Instructions for the task:
Find each row below that contains the word "pond" and copy those rows. Case counts.

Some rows
------------------------------------------------------------------------

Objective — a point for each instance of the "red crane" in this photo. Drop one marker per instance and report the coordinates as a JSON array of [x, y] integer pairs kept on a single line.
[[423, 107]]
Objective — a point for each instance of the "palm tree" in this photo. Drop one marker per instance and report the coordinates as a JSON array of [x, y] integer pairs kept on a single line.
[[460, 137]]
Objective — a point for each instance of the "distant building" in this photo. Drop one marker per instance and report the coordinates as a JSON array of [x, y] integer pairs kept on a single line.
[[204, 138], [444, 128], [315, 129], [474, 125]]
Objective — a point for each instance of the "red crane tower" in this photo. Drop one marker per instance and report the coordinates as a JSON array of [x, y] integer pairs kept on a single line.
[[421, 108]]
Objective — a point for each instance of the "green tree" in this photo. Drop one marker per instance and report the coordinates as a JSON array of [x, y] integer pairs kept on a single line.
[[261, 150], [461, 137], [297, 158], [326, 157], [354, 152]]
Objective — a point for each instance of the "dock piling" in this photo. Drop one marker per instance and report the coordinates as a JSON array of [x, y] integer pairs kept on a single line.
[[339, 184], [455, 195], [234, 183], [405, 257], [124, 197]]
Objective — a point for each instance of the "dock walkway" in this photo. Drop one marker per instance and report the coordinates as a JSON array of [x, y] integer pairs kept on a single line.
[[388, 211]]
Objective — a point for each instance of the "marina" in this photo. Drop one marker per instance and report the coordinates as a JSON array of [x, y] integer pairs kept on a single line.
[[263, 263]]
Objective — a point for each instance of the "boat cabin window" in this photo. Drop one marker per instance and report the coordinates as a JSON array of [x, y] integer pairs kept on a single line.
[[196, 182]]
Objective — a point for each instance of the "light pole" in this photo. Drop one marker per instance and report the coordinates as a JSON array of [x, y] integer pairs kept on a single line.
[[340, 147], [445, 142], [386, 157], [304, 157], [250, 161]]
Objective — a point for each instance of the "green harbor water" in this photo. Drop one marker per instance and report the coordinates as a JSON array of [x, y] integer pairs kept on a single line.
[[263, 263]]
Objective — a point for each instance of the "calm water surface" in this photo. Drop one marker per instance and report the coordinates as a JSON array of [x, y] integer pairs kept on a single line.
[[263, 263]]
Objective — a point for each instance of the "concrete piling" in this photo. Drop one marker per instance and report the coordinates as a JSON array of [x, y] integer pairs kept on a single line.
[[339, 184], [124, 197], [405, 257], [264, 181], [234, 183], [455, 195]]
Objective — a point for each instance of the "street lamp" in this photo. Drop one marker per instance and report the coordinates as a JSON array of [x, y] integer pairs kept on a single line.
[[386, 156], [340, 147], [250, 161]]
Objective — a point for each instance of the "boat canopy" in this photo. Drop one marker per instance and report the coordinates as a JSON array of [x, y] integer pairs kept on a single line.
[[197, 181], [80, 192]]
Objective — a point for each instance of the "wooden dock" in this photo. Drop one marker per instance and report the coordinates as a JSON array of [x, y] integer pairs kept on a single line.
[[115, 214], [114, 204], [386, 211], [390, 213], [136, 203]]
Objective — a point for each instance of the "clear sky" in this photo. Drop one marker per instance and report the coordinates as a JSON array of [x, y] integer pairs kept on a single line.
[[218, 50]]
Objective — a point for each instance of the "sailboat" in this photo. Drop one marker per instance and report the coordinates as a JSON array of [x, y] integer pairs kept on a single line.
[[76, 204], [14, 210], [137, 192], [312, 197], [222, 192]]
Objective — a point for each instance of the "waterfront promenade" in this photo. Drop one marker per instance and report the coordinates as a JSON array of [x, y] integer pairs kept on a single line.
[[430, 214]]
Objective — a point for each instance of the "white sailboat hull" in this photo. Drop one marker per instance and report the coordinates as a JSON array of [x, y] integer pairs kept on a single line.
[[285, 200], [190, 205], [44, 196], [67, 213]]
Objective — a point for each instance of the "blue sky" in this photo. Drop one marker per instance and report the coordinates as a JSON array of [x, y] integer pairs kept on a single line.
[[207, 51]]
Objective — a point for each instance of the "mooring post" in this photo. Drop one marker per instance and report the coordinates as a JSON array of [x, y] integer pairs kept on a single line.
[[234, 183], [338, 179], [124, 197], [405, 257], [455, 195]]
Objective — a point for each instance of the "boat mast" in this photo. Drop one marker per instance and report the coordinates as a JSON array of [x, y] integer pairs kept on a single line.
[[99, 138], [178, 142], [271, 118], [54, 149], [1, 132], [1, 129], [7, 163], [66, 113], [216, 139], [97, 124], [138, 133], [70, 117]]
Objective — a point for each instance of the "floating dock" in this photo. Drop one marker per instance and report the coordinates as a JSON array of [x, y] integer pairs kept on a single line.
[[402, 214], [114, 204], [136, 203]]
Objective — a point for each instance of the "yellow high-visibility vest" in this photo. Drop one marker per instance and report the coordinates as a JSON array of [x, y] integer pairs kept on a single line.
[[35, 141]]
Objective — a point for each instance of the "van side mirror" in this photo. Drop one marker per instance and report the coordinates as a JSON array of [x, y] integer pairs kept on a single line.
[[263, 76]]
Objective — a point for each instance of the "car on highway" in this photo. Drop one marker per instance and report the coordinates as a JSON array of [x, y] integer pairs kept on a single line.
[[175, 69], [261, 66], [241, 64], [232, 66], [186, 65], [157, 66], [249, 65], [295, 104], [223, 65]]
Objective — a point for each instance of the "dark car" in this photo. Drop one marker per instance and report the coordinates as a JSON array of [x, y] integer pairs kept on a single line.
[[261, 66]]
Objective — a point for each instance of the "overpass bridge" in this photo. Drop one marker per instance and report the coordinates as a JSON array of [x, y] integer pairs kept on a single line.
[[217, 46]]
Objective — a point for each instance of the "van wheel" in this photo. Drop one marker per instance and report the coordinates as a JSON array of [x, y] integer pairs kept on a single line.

------------------------------------------------------------------------

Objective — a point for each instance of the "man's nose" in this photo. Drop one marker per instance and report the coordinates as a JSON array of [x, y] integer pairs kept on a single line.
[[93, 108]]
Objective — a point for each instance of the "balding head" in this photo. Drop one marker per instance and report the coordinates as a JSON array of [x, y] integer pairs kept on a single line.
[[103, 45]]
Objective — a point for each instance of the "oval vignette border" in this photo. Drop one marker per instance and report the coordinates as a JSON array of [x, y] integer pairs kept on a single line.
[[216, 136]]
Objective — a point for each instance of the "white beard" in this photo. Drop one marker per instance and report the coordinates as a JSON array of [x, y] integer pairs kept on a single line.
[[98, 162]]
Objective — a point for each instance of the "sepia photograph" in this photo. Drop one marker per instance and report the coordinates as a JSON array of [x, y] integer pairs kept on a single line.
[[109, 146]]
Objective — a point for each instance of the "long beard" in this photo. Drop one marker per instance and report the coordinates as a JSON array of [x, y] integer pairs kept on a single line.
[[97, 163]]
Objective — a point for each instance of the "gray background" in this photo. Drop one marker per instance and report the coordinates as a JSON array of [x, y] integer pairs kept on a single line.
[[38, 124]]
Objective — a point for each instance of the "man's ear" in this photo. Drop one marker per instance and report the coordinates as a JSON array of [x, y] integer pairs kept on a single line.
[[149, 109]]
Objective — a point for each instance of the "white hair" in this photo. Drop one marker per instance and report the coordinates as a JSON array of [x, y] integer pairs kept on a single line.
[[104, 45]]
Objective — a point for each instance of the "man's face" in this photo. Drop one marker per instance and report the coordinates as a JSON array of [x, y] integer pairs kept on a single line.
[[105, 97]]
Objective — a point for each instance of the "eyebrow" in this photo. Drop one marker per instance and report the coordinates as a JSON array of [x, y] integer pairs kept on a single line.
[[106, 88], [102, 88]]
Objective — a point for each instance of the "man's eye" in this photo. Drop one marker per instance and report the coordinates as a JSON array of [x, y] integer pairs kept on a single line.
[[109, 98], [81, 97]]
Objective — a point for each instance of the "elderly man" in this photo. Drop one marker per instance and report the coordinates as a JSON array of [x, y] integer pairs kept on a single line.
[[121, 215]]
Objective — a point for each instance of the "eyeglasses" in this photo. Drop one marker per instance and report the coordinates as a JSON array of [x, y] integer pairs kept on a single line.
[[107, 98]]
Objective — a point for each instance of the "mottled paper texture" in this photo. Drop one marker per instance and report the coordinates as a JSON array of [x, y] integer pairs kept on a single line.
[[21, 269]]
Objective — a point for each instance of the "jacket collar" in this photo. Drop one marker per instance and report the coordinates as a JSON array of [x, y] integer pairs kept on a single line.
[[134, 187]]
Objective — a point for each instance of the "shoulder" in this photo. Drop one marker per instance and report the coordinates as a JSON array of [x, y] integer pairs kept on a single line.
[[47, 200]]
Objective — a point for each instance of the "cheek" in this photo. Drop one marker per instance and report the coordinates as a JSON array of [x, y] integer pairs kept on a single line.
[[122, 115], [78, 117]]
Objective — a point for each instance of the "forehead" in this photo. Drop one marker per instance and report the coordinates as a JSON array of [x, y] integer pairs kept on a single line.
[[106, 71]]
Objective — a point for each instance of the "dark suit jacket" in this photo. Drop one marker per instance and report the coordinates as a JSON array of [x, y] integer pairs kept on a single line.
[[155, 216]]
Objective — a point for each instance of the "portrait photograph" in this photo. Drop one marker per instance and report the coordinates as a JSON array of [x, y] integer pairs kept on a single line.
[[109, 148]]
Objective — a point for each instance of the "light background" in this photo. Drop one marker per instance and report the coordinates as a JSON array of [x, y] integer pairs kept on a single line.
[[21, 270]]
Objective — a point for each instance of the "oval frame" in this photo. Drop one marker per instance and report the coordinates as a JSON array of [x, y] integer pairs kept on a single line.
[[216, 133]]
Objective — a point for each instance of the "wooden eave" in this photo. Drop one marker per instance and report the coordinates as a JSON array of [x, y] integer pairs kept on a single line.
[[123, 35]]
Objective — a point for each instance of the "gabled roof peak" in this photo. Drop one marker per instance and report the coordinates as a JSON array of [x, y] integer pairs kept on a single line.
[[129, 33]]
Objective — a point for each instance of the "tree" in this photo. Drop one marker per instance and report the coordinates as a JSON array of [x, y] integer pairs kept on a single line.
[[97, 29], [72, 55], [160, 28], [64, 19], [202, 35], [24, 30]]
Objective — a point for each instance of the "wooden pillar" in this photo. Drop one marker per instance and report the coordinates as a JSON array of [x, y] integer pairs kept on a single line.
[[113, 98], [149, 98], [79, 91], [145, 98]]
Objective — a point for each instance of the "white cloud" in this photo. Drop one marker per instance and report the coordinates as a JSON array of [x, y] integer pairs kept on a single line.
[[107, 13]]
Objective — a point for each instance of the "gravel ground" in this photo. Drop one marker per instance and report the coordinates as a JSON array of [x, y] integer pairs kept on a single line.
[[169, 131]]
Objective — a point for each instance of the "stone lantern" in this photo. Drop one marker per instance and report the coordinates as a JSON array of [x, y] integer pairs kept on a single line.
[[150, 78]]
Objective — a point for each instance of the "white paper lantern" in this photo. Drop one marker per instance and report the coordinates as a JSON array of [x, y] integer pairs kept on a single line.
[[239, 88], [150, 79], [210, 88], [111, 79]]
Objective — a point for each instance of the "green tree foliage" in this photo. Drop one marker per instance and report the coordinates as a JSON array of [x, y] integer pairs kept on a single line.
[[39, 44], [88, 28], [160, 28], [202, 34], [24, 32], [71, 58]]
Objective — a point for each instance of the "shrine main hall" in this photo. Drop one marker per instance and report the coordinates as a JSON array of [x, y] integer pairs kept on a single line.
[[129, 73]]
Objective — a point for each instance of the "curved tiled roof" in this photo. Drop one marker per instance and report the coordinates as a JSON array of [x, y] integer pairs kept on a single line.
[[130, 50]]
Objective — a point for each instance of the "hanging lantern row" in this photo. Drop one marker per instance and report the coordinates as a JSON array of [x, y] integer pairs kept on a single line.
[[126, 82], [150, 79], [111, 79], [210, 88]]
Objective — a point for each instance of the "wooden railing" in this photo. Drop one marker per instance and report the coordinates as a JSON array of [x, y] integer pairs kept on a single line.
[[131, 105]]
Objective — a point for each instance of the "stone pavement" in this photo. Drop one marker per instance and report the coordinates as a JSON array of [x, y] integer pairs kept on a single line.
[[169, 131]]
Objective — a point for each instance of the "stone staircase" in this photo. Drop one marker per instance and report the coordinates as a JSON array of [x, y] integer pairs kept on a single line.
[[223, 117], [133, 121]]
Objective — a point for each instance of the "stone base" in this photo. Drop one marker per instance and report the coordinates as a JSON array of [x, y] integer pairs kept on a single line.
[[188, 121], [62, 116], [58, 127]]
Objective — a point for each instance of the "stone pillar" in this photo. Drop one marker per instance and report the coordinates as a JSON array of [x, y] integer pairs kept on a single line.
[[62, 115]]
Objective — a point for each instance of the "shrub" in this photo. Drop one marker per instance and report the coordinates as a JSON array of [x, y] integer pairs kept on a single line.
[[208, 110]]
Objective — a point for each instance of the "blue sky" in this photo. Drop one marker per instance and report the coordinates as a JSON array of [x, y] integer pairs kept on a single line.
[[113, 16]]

------------------------------------------------------------------------

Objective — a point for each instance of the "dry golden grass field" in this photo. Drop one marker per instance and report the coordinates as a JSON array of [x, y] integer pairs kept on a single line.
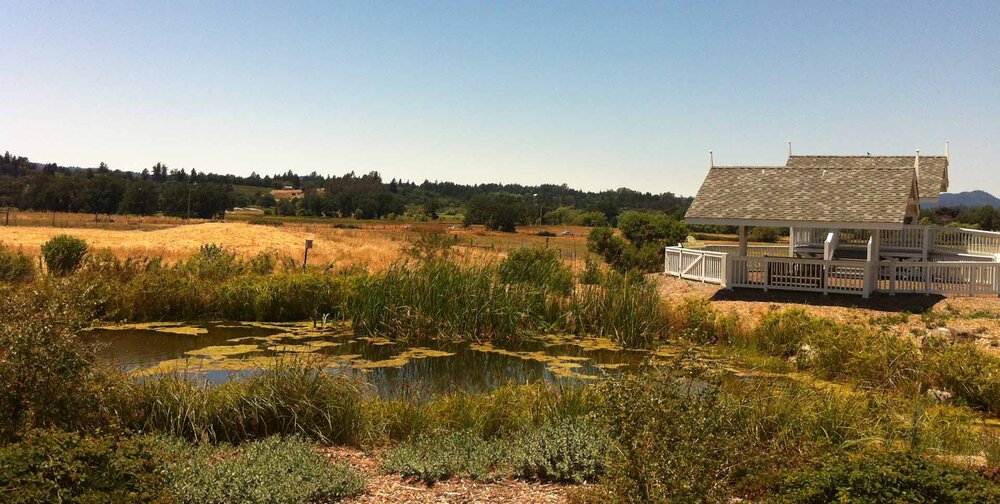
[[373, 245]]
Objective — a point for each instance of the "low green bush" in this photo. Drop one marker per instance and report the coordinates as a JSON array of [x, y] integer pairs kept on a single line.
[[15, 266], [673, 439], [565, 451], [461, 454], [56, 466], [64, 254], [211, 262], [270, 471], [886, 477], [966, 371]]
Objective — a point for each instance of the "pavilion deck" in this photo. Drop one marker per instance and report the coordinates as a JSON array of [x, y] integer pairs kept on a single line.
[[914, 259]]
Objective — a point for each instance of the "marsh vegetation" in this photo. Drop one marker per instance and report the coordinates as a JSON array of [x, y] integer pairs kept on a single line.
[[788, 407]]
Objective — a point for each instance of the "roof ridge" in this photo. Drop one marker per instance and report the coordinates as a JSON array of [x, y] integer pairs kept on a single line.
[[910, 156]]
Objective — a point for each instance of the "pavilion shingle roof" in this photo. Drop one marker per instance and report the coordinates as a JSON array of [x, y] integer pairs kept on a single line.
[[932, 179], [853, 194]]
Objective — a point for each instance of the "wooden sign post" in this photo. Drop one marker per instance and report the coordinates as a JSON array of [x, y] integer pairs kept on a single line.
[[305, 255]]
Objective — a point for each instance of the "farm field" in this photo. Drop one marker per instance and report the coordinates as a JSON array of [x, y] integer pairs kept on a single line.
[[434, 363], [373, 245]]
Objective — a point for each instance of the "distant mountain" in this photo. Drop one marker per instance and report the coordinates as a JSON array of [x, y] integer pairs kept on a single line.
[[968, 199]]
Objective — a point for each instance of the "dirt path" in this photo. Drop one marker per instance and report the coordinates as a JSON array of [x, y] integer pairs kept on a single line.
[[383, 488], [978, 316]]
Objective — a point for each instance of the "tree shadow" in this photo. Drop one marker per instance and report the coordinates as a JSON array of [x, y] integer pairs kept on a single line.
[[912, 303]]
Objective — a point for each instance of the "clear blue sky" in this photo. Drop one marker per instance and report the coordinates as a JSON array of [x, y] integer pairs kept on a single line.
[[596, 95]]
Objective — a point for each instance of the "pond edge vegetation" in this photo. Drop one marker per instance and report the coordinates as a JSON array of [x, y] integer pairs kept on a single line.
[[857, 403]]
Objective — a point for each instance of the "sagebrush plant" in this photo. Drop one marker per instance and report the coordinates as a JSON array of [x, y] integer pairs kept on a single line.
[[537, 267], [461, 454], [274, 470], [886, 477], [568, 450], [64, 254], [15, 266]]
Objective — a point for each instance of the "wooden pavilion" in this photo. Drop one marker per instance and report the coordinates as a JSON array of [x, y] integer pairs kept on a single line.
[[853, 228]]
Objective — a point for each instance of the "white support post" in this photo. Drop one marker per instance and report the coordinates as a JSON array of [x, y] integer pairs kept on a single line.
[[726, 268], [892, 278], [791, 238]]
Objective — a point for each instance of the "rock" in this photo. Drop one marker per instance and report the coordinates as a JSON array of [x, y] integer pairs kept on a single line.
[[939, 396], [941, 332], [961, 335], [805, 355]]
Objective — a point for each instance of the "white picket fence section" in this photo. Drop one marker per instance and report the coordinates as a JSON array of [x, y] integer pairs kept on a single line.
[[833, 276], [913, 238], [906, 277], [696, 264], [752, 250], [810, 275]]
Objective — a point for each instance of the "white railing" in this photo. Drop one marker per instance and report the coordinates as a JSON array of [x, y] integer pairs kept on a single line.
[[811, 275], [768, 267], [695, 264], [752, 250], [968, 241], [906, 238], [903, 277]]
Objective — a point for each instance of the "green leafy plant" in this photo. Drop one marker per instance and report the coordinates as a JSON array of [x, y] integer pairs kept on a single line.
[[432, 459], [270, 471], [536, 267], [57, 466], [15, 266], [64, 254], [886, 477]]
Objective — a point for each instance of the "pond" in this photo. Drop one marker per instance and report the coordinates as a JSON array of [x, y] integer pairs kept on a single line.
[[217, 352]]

------------------------------------------------------------------------

Answer below:
Objective — a point for each instance of the "pond edge vegetation" in this photo. Drop one marker per instance and report the coordinates as a JSON array of [x, y] integer pairs kept on a single line.
Objective — a point for each instance of the "pond" in this photo. Drop one marker per instance and report the coordinates as a JSON array of [x, y] integer pairs kept on a single line.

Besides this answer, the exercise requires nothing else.